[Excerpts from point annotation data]
----
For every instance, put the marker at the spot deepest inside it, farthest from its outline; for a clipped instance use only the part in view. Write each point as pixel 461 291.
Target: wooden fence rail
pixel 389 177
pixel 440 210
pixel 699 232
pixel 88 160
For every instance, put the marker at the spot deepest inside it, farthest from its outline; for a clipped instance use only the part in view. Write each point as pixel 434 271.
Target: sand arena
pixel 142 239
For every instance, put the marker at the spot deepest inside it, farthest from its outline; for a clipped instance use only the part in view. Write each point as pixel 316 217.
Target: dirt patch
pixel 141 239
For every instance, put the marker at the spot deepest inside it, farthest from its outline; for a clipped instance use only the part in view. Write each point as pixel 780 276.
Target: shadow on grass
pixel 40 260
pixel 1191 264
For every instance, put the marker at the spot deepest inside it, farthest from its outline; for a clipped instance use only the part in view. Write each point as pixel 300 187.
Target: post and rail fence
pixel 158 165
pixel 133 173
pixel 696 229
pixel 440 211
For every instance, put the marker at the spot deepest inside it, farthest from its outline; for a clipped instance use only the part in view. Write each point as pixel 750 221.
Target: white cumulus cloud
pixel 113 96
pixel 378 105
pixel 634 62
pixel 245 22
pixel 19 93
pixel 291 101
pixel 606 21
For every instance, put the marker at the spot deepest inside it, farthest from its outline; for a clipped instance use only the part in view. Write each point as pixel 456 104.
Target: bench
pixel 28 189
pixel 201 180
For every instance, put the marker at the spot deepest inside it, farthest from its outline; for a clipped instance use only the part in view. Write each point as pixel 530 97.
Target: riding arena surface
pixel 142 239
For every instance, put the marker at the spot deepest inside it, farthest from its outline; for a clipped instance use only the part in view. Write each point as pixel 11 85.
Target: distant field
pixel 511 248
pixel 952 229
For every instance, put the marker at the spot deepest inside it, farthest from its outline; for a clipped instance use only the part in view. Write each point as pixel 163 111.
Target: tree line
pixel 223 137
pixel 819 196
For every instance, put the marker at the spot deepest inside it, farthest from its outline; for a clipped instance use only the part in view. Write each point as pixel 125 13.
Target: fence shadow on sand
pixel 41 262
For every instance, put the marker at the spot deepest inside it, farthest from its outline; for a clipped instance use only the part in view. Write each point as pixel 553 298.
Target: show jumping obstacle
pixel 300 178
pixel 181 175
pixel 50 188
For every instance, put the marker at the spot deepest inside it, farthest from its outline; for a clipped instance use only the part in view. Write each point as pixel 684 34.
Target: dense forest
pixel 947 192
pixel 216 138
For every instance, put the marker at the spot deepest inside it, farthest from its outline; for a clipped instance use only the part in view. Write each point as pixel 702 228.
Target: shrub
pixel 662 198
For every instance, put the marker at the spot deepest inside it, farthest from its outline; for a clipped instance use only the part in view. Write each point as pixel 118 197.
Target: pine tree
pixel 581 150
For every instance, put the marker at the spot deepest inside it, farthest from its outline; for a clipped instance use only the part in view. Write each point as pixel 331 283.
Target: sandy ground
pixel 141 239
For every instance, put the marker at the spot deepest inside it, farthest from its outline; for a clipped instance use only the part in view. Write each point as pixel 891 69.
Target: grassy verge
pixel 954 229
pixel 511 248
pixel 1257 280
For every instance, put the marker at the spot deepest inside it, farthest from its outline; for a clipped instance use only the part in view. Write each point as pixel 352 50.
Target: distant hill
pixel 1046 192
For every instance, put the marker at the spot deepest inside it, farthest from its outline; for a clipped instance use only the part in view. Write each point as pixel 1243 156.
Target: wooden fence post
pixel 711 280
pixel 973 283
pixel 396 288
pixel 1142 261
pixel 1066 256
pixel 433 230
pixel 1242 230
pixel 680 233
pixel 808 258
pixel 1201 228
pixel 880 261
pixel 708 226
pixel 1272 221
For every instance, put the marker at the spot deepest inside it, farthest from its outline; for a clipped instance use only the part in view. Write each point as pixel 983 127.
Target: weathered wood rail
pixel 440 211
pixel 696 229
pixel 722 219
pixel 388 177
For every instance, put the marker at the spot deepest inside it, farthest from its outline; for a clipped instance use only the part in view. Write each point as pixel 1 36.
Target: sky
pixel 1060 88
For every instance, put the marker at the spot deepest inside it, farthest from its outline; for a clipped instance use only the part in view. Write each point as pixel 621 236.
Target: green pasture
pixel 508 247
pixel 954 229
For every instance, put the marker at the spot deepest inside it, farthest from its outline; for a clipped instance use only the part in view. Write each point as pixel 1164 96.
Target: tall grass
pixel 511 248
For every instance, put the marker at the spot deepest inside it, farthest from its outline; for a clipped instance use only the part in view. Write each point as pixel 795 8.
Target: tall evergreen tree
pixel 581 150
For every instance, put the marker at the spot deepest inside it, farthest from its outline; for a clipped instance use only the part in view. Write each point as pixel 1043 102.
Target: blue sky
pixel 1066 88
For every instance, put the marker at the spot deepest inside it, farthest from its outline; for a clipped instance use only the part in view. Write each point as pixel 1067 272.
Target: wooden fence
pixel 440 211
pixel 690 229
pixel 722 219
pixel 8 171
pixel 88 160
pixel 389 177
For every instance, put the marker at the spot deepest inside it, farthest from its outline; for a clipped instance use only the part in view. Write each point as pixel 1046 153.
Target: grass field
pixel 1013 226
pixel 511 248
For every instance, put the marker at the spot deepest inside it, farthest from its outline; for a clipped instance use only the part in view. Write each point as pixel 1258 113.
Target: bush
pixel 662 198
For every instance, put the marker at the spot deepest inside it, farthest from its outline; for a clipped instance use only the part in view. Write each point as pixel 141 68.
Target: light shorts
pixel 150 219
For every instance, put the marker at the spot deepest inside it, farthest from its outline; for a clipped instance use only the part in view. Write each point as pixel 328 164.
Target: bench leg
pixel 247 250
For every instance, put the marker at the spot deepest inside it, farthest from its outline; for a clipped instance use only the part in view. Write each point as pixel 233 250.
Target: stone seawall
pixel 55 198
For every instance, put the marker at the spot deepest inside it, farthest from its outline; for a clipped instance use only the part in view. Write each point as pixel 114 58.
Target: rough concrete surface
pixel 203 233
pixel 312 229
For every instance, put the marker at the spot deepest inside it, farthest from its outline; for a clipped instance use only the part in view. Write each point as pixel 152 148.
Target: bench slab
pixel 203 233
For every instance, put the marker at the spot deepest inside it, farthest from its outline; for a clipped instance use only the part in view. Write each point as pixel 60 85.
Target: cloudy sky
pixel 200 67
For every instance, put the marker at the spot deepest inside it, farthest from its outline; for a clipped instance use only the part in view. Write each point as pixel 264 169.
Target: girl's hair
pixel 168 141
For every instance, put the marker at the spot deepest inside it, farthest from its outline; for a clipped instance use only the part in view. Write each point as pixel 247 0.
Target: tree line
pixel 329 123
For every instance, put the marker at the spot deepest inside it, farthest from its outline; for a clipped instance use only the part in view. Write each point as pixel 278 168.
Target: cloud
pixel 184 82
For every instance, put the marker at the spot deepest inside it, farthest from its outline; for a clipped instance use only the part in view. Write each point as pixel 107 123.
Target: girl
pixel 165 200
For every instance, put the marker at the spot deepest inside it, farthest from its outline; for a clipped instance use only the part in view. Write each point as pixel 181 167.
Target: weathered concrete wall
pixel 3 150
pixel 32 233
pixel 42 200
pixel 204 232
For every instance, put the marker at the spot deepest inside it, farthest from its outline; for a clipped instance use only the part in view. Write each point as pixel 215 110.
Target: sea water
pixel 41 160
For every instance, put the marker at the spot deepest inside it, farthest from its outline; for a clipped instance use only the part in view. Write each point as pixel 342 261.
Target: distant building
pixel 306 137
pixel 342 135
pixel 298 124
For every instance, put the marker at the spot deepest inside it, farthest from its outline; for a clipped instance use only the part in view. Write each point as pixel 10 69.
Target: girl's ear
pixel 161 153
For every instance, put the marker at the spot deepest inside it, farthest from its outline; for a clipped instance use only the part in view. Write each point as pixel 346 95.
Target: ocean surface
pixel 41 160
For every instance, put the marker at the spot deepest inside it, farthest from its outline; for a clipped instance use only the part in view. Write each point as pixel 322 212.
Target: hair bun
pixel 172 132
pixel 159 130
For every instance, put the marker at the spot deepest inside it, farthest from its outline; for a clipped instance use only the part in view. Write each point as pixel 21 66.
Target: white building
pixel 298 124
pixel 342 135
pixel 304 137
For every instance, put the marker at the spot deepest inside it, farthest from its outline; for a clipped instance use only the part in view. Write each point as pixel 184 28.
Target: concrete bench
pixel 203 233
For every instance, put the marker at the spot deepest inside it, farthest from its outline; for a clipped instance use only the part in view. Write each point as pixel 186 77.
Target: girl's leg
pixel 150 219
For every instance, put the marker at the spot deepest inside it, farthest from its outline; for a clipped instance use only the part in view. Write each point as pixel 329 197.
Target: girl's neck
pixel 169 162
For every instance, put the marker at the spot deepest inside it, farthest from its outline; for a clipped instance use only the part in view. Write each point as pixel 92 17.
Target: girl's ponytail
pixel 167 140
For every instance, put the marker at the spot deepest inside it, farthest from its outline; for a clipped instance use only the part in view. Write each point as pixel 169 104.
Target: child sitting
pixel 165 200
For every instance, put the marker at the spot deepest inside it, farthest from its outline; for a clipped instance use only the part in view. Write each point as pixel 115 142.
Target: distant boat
----
Copy out, word for word, the lines of the data that start at the line containing "pixel 331 283." and end after the line containing "pixel 1272 221", with both of those lines included.

■ **Answer to this exercise**:
For every instance, put the marker at the spot deepest inside it, farthest from its outline; for a clipped instance use only the part in view. Write each point as pixel 331 283.
Target: sandy ground
pixel 141 239
For every instance, put the marker at the spot deepest inside it, farthest from its outline; for a clipped instance use only the part in view. Write each point as pixel 891 69.
Target: grassy verge
pixel 954 229
pixel 511 248
pixel 1257 280
For every instance, put the marker at the spot deepest inside it, farthest from its outline; for a clipped instance use only the part in view. Write each point as pixel 352 50.
Target: distant hill
pixel 1046 192
For every instance, put the marker at the spot deepest inside it, farthest from its outline; for a clipped instance use only the part in view. Write each point as pixel 1243 156.
Target: wooden fence post
pixel 711 280
pixel 973 283
pixel 396 288
pixel 1142 261
pixel 1066 256
pixel 433 230
pixel 1242 230
pixel 680 233
pixel 808 258
pixel 1201 228
pixel 880 261
pixel 708 226
pixel 1272 221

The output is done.